The same nutrition rules apply: drink water, incorporate lots of produce, and minimize processed foods.
· Omelets in a bag. In a freezer strength, zip-top bag crack a couple eggs add some chopped veggies, a dash of salt and pepper and possibly a sprinkle of cheese. Close securely; squish the bag and place in a pot of boiling water. Boil for 10-15 minutes. Serve with a whole grain English muffin toasted over the fire and some fresh fruit.
· Oatmeal. Individual packets are very convenient for camping. Be sure to choose unsweetened oatmeal and then after adding some boiling water, everyone can flavor their own oatmeal to taste with dried or fresh fruit, nuts and honey. Add a serving of fruit and wash it down with some milk (shelf-stable is great for camping).
· Sandwich or salad fixings are ideal for camping and the veggies can serve a dual purpose by moonlighting as a side for dinner, or an addition to a tinfoil dinner. Don’t forget lots of veggies, fruits and plenty of water. If your family would riot without some sort of chips, choose ones with a simple ingredient list and keep the portion sizes in check by choosing pre-portioned bags or portioning your own before you leave.

--

What you need to do
1. Summarize the camping food text in two sentences.
2. Retype the part of the camping food text that opens with the words containing "The same nutrition" and closes with "great for camping).".

--

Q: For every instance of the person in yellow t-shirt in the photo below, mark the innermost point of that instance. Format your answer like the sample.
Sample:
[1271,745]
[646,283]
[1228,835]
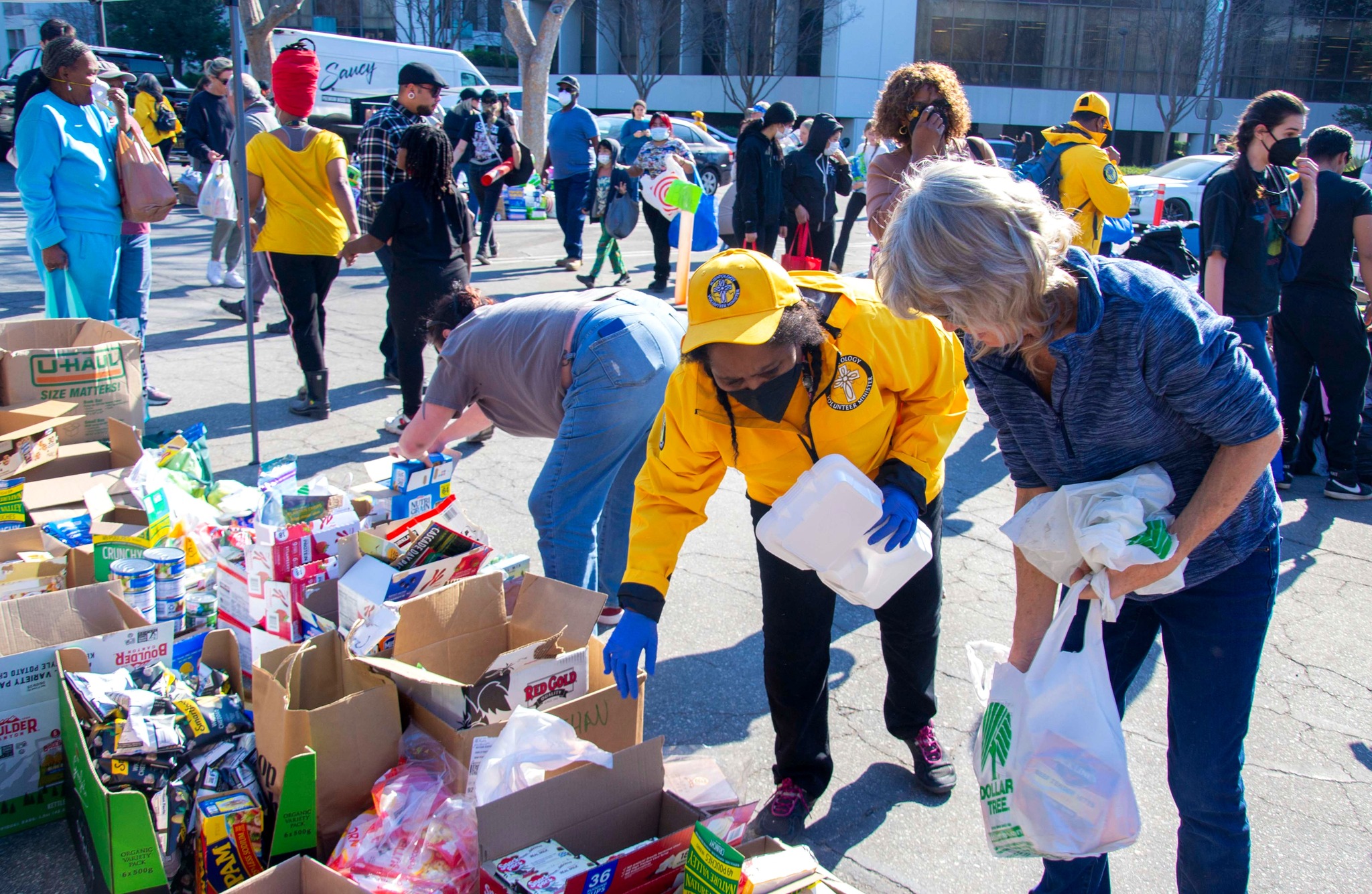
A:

--

Task solutions
1. The usual nutrition rules still apply when camping: drink water, eat plenty of produce, and keep processed foods to a minimum. Suggested options include omelets boiled in a zip-top bag, unsweetened oatmeal packets that each person flavors with fruit, nuts, and honey, and sandwich or salad fixings whose veggies can also be a dinner side.

2.
The same nutrition rules apply: drink water, incorporate lots of produce, and minimize processed foods.
· Omelets in a bag. In a freezer strength, zip-top bag crack a couple eggs add some chopped veggies, a dash of salt and pepper and possibly a sprinkle of cheese. Close securely; squish the bag and place in a pot of boiling water. Boil for 10-15 minutes. Serve with a whole grain English muffin toasted over the fire and some fresh fruit.
· Oatmeal. Individual packets are very convenient for camping. Be sure to choose unsweetened oatmeal and then after adding some boiling water, everyone can flavor their own oatmeal to taste with dried or fresh fruit, nuts and honey. Add a serving of fruit and wash it down with some milk (shelf-stable is great for camping).